:: RECORDS SUPPLIED ::
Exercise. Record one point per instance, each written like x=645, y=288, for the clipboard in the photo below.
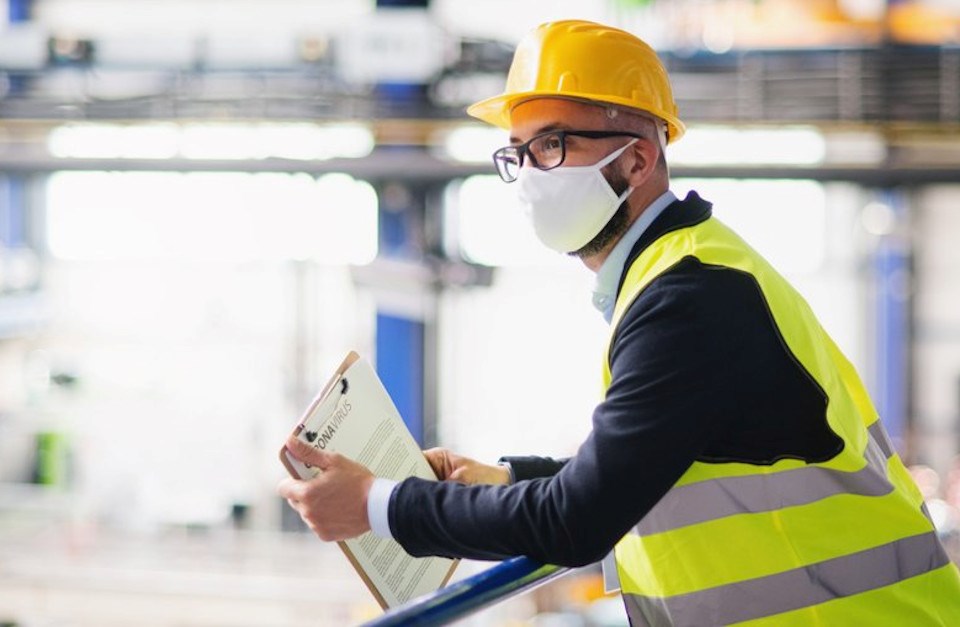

* * *

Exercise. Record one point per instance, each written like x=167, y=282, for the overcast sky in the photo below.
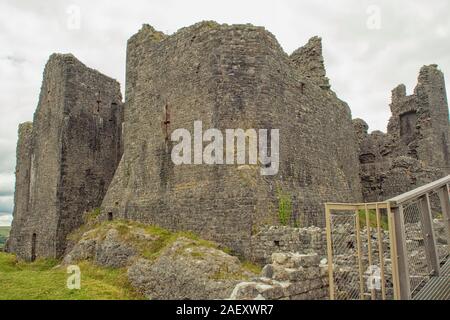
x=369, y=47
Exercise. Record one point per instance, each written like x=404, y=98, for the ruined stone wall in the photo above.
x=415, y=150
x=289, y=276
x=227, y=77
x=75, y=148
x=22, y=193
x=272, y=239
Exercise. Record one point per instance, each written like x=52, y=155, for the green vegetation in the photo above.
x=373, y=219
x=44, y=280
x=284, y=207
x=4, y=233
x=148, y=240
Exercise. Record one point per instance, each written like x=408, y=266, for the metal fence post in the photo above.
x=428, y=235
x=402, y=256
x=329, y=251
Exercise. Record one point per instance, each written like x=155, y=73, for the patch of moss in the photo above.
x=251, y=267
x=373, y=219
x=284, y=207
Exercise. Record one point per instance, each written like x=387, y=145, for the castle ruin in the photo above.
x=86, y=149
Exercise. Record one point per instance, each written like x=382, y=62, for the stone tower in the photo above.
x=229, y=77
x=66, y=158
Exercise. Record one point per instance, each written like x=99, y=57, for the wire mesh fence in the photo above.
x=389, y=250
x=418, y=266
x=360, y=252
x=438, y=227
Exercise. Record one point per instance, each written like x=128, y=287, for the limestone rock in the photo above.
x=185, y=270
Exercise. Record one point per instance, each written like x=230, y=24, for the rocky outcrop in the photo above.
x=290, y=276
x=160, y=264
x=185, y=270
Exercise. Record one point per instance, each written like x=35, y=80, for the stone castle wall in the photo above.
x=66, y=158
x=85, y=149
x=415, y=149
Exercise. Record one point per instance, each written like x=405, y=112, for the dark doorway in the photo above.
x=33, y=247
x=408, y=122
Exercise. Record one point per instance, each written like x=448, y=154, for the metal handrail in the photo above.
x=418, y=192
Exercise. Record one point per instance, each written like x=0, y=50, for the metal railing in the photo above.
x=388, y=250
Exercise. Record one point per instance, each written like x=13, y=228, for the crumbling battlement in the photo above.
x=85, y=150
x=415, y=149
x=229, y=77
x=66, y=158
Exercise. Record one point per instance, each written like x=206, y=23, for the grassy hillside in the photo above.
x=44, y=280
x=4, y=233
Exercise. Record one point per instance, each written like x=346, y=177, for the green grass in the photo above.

:: YOUR OBJECTIVE ::
Put everything in the listing above, from the line containing "sky in the photo below." down to the line containing "x=272, y=239", into a two-column CSV with the header instruction,points. Each instruction gets one row, with its text and its points each in a single quoted field, line breaks replaced by spaces and the pictures left out.

:: RESULT BELOW ::
instruction,points
"Exercise. Record one point per instance, each written like x=167, y=282, for the overcast sky in the photo below.","x=369, y=47"
"Exercise. Record one point per instance, each written like x=404, y=98, for the ruined stone wall in the photo above.","x=415, y=150 x=289, y=276 x=227, y=77 x=75, y=148 x=22, y=193 x=272, y=239"